» What you will do: Write out the stretch of the retro gaming passage from "A .GIF showing" through "your units wore.", copied exactly.

(Extract)

This project was more than mere nostalgia feeding. It was a way to experience all the struggles and quirks and idiosyncracies of this big aluminum bulldozer that I never would've noticed when I originally had it. Same goes for the games-when the rose-tinted glasses came off, I noticed a lot more. I played Bejeweled constantly when I was younger, but I remembered the UI of Bejeweled 3 instead.

A .GIF showing gameplay of Bejeweled.

All that did, however, was remind me what I liked about its general formula and why I had the memories I did of it.


Tom Clancy's Rainbow Six was clunky, not just complex or detailed or strategic, and at some point I had mentally replaced the visuals and gameplay with Rainbow Six: Vegas. Characters move with weight, there are no first person viewmodels for guns, the options for graphics are highly limited and most of the guidance on how to play was left in the manual. The extent of character customization was changing what body armor your units wore.

(End Extract)
(Provided data)

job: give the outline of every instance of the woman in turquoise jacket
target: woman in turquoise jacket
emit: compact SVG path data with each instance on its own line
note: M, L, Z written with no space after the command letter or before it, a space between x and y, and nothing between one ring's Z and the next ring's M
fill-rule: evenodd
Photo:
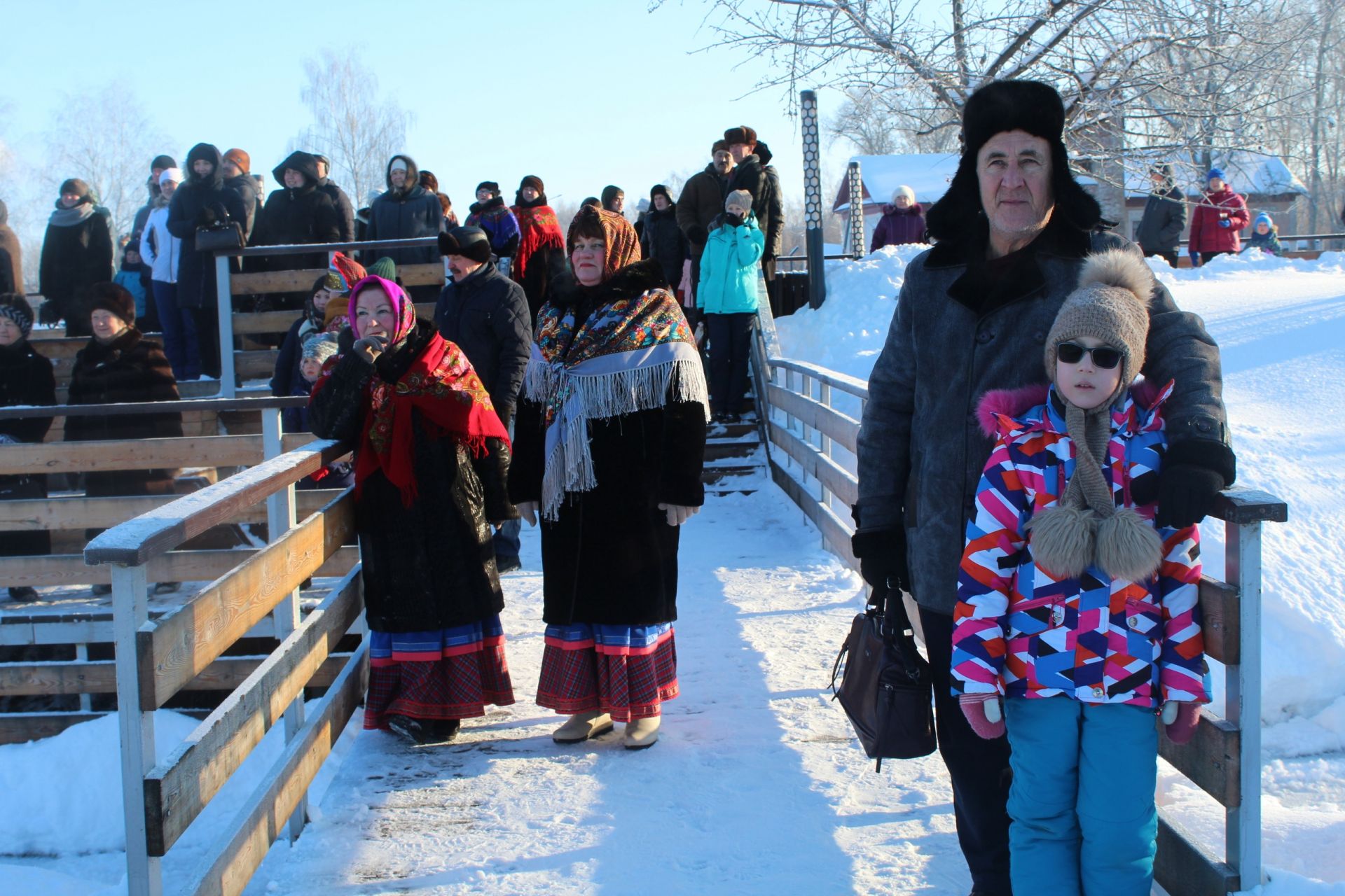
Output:
M752 193L734 189L712 224L701 257L695 306L710 334L710 414L716 423L737 423L748 390L748 351L761 279L757 263L765 236L752 214Z

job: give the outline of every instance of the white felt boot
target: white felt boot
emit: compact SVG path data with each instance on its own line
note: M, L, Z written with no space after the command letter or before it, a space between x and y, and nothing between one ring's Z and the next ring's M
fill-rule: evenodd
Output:
M578 744L589 737L605 735L612 729L612 716L605 712L581 712L570 716L569 721L551 733L551 740L558 744Z
M627 750L646 750L652 747L659 739L659 721L663 716L654 716L652 719L633 719L625 723L625 735L621 742L625 744Z

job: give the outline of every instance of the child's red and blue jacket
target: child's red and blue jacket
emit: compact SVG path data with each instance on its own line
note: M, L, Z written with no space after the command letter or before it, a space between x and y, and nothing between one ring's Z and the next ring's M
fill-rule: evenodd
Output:
M1145 387L1112 407L1103 473L1116 506L1134 506L1153 523L1155 505L1134 504L1132 492L1155 490L1166 447L1159 408L1171 384L1153 400L1143 400ZM1014 415L1033 399L1036 407ZM1163 560L1149 580L1112 580L1096 567L1056 579L1033 563L1026 524L1056 504L1073 476L1075 445L1059 399L1045 387L990 392L979 415L995 447L958 574L952 692L1154 709L1166 700L1208 703L1196 527L1158 529Z

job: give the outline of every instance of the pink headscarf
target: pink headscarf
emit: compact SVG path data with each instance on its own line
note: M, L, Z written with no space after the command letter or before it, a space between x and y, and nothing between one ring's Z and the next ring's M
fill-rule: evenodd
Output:
M406 290L393 281L370 274L364 279L356 282L354 289L350 290L350 328L354 330L355 339L360 339L362 336L359 332L359 318L355 317L355 301L359 298L359 294L370 286L381 287L393 304L393 314L397 317L397 329L393 332L387 344L395 345L406 339L406 334L412 332L413 326L416 326L416 304L412 302L412 297L406 294Z

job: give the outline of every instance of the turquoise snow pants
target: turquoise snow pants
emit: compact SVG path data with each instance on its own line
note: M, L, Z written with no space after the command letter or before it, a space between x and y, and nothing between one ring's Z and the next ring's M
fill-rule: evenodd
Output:
M1009 873L1026 896L1149 896L1158 810L1151 709L1005 700Z

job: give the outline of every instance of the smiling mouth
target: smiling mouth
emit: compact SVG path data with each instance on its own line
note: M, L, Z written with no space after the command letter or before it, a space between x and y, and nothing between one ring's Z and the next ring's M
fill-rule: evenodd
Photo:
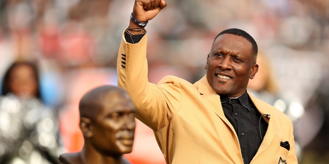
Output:
M231 77L230 77L229 76L225 76L225 75L220 75L220 74L217 74L217 77L218 77L219 78L221 78L227 79L231 78Z
M131 146L133 145L134 142L133 138L119 138L119 140L123 145L126 146Z

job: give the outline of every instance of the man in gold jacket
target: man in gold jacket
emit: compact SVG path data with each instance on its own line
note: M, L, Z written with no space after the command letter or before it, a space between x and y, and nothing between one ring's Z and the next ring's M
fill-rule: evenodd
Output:
M167 163L297 163L291 120L246 90L259 67L257 45L244 31L215 37L207 74L194 84L173 76L148 81L144 27L166 6L135 0L117 69L118 85L153 130Z

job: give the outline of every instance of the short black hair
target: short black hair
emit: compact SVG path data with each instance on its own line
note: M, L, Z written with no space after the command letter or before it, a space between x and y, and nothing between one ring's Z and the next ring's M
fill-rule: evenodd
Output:
M248 41L251 43L251 45L252 45L252 55L254 56L255 58L257 58L257 53L258 53L258 46L257 46L256 41L255 41L253 38L252 38L252 37L251 37L251 36L250 36L250 35L249 35L248 33L241 29L237 28L231 28L226 29L221 32L221 33L217 35L217 36L216 36L216 37L215 37L215 39L212 43L212 45L213 46L215 41L219 36L225 34L233 34L234 35L243 37L244 38L246 38L247 40L248 40Z
M27 66L32 68L32 70L33 72L34 77L36 80L38 86L36 88L37 90L36 95L35 95L34 96L36 98L39 98L41 100L42 100L42 99L41 99L41 93L40 89L40 79L39 78L39 72L38 66L36 63L29 61L16 61L11 64L11 65L5 72L5 75L4 75L3 78L2 79L1 95L5 96L7 93L11 92L12 91L10 90L10 87L9 87L11 73L14 69L21 66Z

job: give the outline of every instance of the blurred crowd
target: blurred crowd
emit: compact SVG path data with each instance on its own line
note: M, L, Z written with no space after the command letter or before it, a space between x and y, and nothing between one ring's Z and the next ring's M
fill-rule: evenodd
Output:
M250 91L293 120L299 163L329 162L325 144L329 138L329 0L167 2L167 7L146 28L151 82L170 74L194 83L206 73L207 55L217 34L229 28L243 29L254 37L268 65L260 64L260 69L271 71L267 73L270 77L261 80L272 87L250 86ZM52 127L58 129L57 144L63 149L57 153L82 147L78 113L82 95L96 85L116 85L117 53L133 3L0 1L2 83L12 63L36 64L39 102L57 118ZM0 130L4 130L2 120ZM153 132L141 122L135 141L133 152L126 156L133 163L165 163ZM1 143L0 157L7 153Z

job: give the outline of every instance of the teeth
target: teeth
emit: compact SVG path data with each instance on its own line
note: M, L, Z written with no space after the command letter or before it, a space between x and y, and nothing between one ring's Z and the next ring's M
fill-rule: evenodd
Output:
M220 77L220 78L224 78L224 79L230 79L231 78L231 77L228 77L228 76L223 76L223 75L217 75L217 76Z

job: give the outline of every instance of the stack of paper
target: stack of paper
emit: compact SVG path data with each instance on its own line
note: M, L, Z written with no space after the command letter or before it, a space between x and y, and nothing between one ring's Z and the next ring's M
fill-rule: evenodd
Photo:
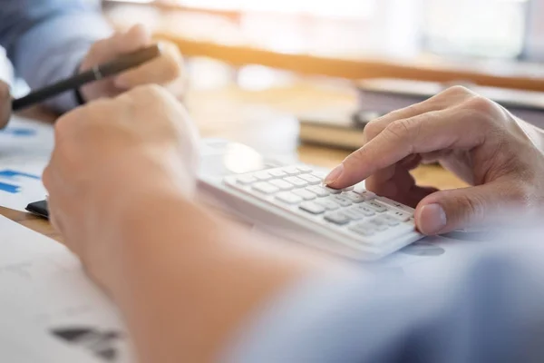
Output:
M114 305L72 253L4 217L0 231L0 361L133 361Z

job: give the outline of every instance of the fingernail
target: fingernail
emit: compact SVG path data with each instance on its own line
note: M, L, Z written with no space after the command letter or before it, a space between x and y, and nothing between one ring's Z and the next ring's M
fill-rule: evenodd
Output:
M439 233L446 226L446 212L440 204L427 204L420 211L418 227L423 234Z
M342 175L343 172L344 172L344 164L340 164L340 165L336 166L325 178L325 182L324 182L325 185L329 185L329 184L332 184L333 182L336 182L338 180L338 178L340 178L340 175Z
M124 90L129 88L129 86L127 85L126 82L124 81L123 78L121 77L117 77L113 80L113 84L115 85L115 87Z

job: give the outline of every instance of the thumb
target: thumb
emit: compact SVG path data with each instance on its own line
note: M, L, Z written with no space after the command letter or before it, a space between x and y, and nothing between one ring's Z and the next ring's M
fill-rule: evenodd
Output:
M499 182L437 191L420 201L415 210L415 224L426 235L482 227L509 218L501 213L509 207L519 207L525 200L515 188Z

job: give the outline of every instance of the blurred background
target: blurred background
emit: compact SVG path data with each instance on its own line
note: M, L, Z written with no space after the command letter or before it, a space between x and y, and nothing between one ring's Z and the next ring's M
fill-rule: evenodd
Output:
M544 0L108 0L103 9L120 29L143 23L180 46L187 104L205 135L291 145L307 162L334 165L345 152L300 142L298 123L278 120L372 108L379 103L361 96L368 80L433 83L404 84L423 98L456 83L493 87L483 93L544 109ZM232 131L239 120L245 132ZM269 142L275 132L281 142Z

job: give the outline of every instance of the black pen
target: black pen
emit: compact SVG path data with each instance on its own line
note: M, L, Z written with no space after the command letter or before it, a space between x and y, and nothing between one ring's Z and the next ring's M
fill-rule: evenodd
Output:
M12 110L22 110L24 108L32 106L33 104L40 103L48 98L54 97L64 92L76 90L90 82L99 81L102 78L118 74L130 68L137 67L138 65L151 61L160 54L160 47L159 44L154 44L133 53L129 53L113 61L105 63L103 64L95 65L92 69L76 74L73 77L66 78L54 84L51 84L37 91L31 92L24 97L13 100Z

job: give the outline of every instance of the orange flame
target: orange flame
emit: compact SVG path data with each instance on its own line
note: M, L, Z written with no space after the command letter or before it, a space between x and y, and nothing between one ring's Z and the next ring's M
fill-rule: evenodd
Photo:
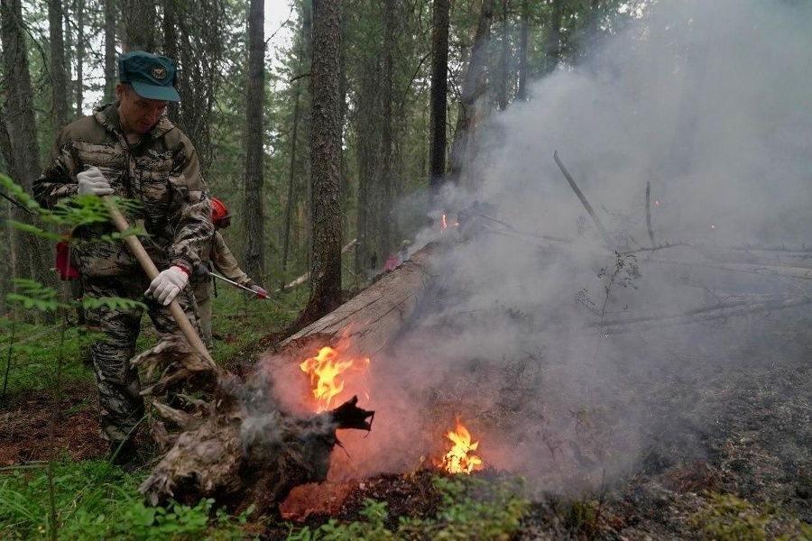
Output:
M339 376L352 367L355 360L341 360L339 356L338 350L325 346L318 350L318 355L305 359L299 365L301 371L310 376L313 397L318 402L317 412L329 409L333 399L344 390L346 381L345 379L339 380ZM369 364L369 359L363 361Z
M436 466L439 466L448 473L470 474L475 470L482 469L482 459L471 453L476 450L479 442L471 443L471 433L459 422L459 417L457 417L457 431L448 431L446 436L454 443L454 445L442 460L434 462Z

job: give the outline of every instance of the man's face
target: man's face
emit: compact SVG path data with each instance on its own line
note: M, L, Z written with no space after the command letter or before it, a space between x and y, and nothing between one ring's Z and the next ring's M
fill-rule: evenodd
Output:
M129 85L119 83L115 92L121 100L118 104L118 117L121 127L126 133L143 135L166 113L169 102L141 97Z

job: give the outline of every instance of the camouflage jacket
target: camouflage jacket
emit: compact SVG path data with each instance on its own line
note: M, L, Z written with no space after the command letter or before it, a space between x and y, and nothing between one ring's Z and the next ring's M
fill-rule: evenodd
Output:
M209 270L220 273L228 280L246 288L254 285L254 280L240 269L236 258L234 257L219 231L215 232L211 239L211 248L204 252L201 259ZM212 269L212 267L214 268ZM204 278L198 273L192 274L191 282L198 301L206 300L211 297L211 278Z
M86 166L97 167L115 195L140 204L127 218L146 230L144 248L159 270L169 265L191 270L199 264L214 233L211 201L194 146L171 122L161 118L140 143L131 145L116 105L97 108L60 133L50 165L33 183L34 198L53 208L76 197L76 175ZM112 223L96 224L78 227L74 235L91 240L114 231ZM77 256L79 271L88 276L116 275L136 266L121 241L80 244Z

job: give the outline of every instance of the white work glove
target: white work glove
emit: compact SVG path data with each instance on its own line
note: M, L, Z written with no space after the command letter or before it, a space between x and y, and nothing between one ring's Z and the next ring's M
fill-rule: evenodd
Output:
M260 298L268 298L268 292L265 291L262 286L251 286L251 290L256 293L256 296Z
M161 270L155 277L150 287L144 293L152 297L163 306L172 302L186 284L189 283L189 275L178 266L171 266L166 270Z
M109 196L115 192L97 167L90 166L76 176L80 196Z

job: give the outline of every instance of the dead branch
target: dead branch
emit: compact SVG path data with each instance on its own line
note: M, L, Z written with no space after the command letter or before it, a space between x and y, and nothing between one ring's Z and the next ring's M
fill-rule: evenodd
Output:
M564 173L564 177L567 179L567 181L569 182L569 187L572 188L572 191L576 193L576 195L578 197L578 199L580 199L581 204L584 206L584 208L586 208L586 212L589 213L590 217L592 217L592 221L595 222L595 227L597 227L598 232L601 234L601 237L604 239L604 242L606 243L606 247L609 248L609 250L614 250L612 244L612 239L609 238L609 234L606 233L606 229L601 223L600 218L598 218L597 215L595 214L595 211L592 209L592 206L589 204L589 201L586 200L586 197L581 192L578 185L576 184L575 179L572 178L572 175L570 175L569 171L567 170L567 168L564 167L561 160L558 159L558 150L553 152L553 160L556 160L556 163L558 165L558 169L561 170L562 173Z
M653 316L629 319L615 319L595 324L605 335L619 335L642 331L659 326L687 325L713 319L726 319L769 310L780 310L801 307L812 302L812 298L806 295L761 295L751 296L725 303L718 303L706 308L697 308L682 314L669 316Z

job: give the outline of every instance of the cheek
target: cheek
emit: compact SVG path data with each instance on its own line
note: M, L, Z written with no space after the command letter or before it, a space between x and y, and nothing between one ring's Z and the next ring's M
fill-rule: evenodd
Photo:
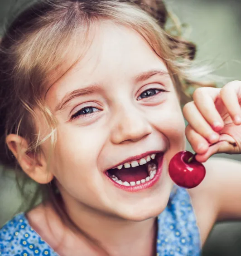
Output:
M68 123L59 126L52 161L55 174L61 172L59 176L64 178L66 173L74 174L68 175L67 179L76 176L82 178L92 176L97 168L99 152L104 138L101 130L85 129Z
M158 111L153 113L156 128L168 139L170 143L185 147L185 122L179 101L172 95ZM171 145L170 146L172 146Z

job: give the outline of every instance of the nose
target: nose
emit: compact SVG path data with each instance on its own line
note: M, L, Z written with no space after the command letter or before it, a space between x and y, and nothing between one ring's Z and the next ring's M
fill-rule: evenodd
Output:
M137 142L151 133L152 131L150 124L143 113L133 107L131 109L122 108L115 115L111 140L115 144Z

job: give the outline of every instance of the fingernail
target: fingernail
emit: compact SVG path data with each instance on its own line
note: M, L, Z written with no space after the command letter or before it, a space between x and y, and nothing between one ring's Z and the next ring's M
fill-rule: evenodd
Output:
M234 120L236 123L241 123L241 117L239 115L236 115L234 117Z
M204 143L201 143L199 144L198 148L198 150L201 150L201 149L203 149L204 148L206 148L206 144L205 144Z
M216 133L212 133L209 137L209 139L212 142L215 142L218 139L219 136Z
M214 127L220 127L222 126L222 124L218 121L216 121L213 122L213 126Z

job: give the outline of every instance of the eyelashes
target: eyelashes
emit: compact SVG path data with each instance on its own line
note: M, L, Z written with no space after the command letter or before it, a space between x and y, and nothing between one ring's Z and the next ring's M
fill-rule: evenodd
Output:
M74 119L76 119L78 117L80 116L85 116L87 115L90 115L94 113L95 112L97 112L99 111L101 111L100 109L99 109L97 108L95 108L94 107L85 107L83 108L78 111L77 111L75 114L71 116L71 120Z
M140 101L145 98L151 98L162 92L169 92L164 89L157 89L156 88L148 89L144 91L140 94L137 98L137 100ZM101 109L92 106L85 107L72 115L71 117L70 120L72 121L78 118L85 118L87 116L90 117L93 114L96 114L96 112L101 111Z

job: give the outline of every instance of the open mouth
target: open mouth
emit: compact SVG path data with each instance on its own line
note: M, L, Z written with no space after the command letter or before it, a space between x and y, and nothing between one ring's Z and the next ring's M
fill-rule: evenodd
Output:
M163 153L153 153L108 170L106 175L119 187L134 191L153 186L160 176Z

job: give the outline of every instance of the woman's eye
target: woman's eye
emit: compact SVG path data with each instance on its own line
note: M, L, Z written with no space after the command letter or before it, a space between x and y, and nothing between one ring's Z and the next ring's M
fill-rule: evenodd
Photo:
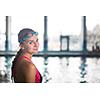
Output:
M33 43L32 41L29 42L29 44L32 44L32 43Z

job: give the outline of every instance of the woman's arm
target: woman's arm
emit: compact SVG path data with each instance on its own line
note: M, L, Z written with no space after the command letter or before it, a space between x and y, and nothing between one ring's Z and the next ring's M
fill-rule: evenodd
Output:
M25 83L35 83L36 67L32 63L27 62L24 67Z

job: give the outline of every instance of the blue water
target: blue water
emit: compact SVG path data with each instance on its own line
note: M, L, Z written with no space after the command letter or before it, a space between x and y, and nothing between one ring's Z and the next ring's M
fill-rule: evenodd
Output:
M0 57L0 70L6 75L1 82L11 83L11 62L14 57L5 59ZM100 82L100 59L80 57L58 58L33 57L33 63L43 76L43 83L99 83ZM3 71L4 70L4 71ZM5 78L5 77L4 77Z

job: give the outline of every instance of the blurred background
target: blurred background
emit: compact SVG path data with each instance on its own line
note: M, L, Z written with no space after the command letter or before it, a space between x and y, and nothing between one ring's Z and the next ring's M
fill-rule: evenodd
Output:
M11 65L22 28L39 32L32 61L43 83L100 82L100 16L0 16L0 82L11 83Z

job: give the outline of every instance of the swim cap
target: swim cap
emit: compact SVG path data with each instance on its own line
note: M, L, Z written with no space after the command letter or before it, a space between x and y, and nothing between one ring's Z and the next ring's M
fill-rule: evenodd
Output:
M38 35L38 32L29 28L24 28L18 33L18 42L23 43L33 35Z

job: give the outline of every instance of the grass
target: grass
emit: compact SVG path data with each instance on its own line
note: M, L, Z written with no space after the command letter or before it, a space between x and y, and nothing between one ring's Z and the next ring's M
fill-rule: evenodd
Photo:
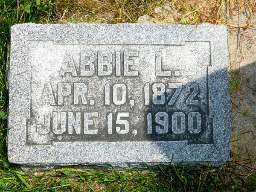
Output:
M167 15L154 14L154 7L166 1L139 0L2 0L0 2L0 190L2 191L253 191L256 190L256 157L244 158L231 151L230 160L218 168L203 166L200 169L177 166L148 168L136 171L81 170L75 167L26 172L7 160L6 137L8 128L3 111L6 113L8 92L6 87L7 64L9 29L15 24L27 22L64 23L76 22L116 23L136 22L145 15L155 20L169 23L198 24L208 22L225 24L233 30L251 27L252 23L236 26L233 16L244 6L255 13L255 1L233 1L176 0L173 10ZM231 23L227 15L231 16ZM170 18L170 15L172 18ZM251 16L249 19L251 18ZM252 16L251 16L252 17ZM170 20L172 19L171 20ZM244 29L244 28L245 28ZM234 50L235 52L235 50ZM241 86L235 65L241 55L233 54L233 66L230 69L230 93L237 95ZM242 78L242 76L241 78ZM234 99L236 99L236 97ZM236 107L233 101L232 109ZM239 120L249 116L239 113ZM236 122L233 124L236 125ZM250 132L249 127L231 137Z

(End Provided data)

» Solution to this task:
A .GIF showing gameplay of Bejeweled.

All that did, however, was remind me what I liked about its general formula and why I had the memories I did of it.


Tom Clancy's Rainbow Six was clunky, not just complex or detailed or strategic, and at some point I had mentally replaced the visuals and gameplay with Rainbow Six: Vegas. Characters move with weight, there are no first person viewmodels for guns, the options for graphics are highly limited and most of the guidance on how to play was left in the manual. The extent of character customization was changing what body armor your units wore.